▸ REQUIRED TASK
Reproduce the portion of the loan agreement text from "V. The value" up to and including "of this Agreement.".

▸ SUPPLIED PASSAGE
- - -

III. In the case of a single loan disbursement, both parties may separately agree on the loan interest rate and penalty interest rate of the loan in the loan withdrawal notice, or choose to apply the loan interest rate and penalty interest rate agreed in this Agreement, and Party B has the right to refuse to issue the loan on condition that both parties are unable to reach an agreement.
IV. If the loan interest rate or penalty interest rate stipulated in this Article is inconsistent with the agreement on the loan withdrawal notice, the agreement on the loan withdrawal notice shall prevail.
V. The value date mentioned in this article refers to the date when a single loan is transferred to the loan issuing account (hereinafter referred to as the “loan issuing account”) as stipulated in Article 8 of this Agreement.
VI. The benchmark interest rate and LPR interest rate are explained as follows:
(I) The benchmark interest rate mentioned in this article refers to the loan interest rate of the same grade published and implemented by the People’s Bank of China in the same period; If the People’s Bank of China no longer publishes the loan interest rate of the same grade in the same period, the LPR interest rate will be applied.

- - -

▸ INFORMATION SUPPLIED
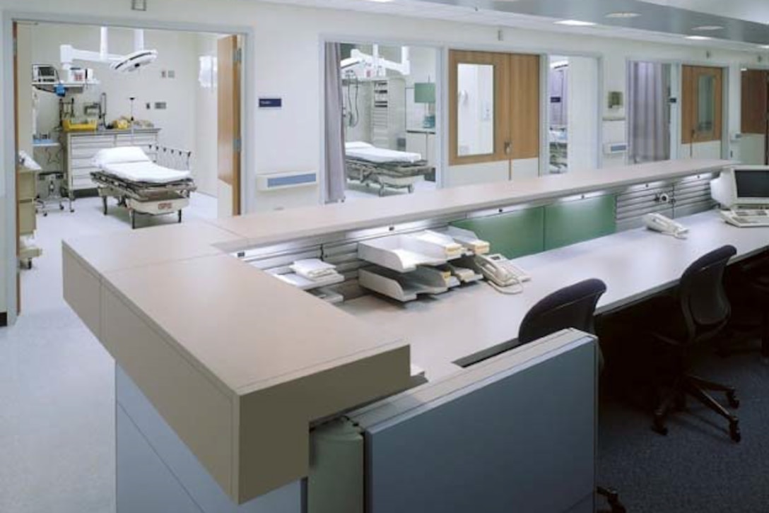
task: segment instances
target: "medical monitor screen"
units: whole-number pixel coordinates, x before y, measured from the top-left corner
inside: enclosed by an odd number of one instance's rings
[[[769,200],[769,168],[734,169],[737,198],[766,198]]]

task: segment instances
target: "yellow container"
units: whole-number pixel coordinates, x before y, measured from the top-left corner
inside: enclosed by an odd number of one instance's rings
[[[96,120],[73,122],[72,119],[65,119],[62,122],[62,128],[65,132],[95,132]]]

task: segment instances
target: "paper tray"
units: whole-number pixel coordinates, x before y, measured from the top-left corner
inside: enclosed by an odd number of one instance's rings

- - -

▸ ANSWER FOR THIS EXERCISE
V. The value date mentioned in this article refers to the date when a single loan is transferred to the loan issuing account (hereinafter referred to as the “loan issuing account”) as stipulated in Article 8 of this Agreement.